Problems and tasks:
1. Sum up the article on U.S. tariffs against Canada in two sentences.
2. According to the article on U.S. tariffs below, what tariff rate did Trump set on Canadian aluminum?
3. Write the next few paragraphs of the article on U.S. tariffs against Canada, starting right after its final sentence.

Passage provided:

Experts agree U.S. tariffs will accomplish little.

July 31, 2018  By Treena Hein



It’s impossible to name a bigger economic story in Canada right now than the tariff war that’s been started by U.S. president, Donald Trump. In mid-2018, he followed through on plans to charge Canadian firms tariffs of 25 per cent on steel and 10 per cent on aluminum that crosses the border.

Trump says he imposed the tariffs because he believes his country is being treated unfairly in various ways relating to trade, and because he believes the tariffs will help protect American jobs and boost the U.S. economy. He’s also listed national security concerns over relying on foreign metal materials for shipbuilding and so on.

Experts put the estimated impact to the Canadian economy at over $3 billion USD a year. On July 1, Prime Minister Trudeau instigated dollar-for-dollar counter-tariffs on many types of U.S. goods entering the Canadian market.

Supplied information:
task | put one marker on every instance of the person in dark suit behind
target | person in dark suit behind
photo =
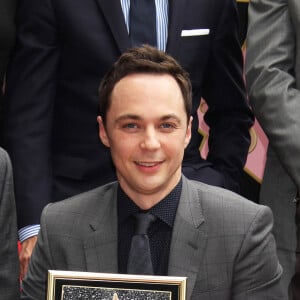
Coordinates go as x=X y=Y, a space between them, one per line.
x=220 y=241
x=7 y=39
x=9 y=263
x=63 y=50
x=273 y=80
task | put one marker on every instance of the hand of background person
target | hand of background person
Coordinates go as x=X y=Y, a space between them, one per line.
x=25 y=254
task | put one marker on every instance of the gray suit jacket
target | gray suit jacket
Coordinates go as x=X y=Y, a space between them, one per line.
x=273 y=81
x=220 y=241
x=9 y=263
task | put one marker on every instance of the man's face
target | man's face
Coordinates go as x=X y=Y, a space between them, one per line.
x=147 y=131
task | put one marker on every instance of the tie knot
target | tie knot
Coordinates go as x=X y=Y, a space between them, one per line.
x=143 y=221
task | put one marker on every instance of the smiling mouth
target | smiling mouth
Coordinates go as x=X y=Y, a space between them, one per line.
x=147 y=164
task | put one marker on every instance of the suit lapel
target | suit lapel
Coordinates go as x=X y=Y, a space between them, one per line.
x=189 y=238
x=176 y=18
x=101 y=245
x=112 y=12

Task responses:
1. In mid-2018, U.S. President Donald Trump put tariffs of 25 percent on Canadian steel and 10 percent on aluminum, saying his country was being treated unfairly in trade, that the tariffs would protect American jobs and help the U.S. economy, and that relying on foreign metal raised national security concerns. Experts estimate the cost to Canada's economy at over $3 billion USD a year, and on July 1 Prime Minister Trudeau responded with dollar-for-dollar counter-tariffs on many types of U.S. goods.

2. 10 percent.

3.
Riyaz Dattu notes that although they are quite new, the U.S. tariffs have already caused much economic confusion. “There is also confusion about the effect of this situation on NAFTA,” notes the partner at Osler, Hoskin and Harcourt law firm (five offices in Canada and one in New York) who specializes in international trade and investment law. “The U.S. is using these tariffs against Canada as a means to provide leverage for the U.S. to gain more friendly terms under NAFTA and it’s put the negotiations process into disarray.” Dattu says it’s hard to tell how long this will continue, as the U.S. has indicated that as long as Canada doesn’t agree to some points in the NAFTA negotiations (for example, Canada doesn’t want a sunset clause which would entail a review every five years, and wants to keep Chapter 19 dispute resolution by an international panel), the tariffs will continue. “It could be as long as next year,” he says.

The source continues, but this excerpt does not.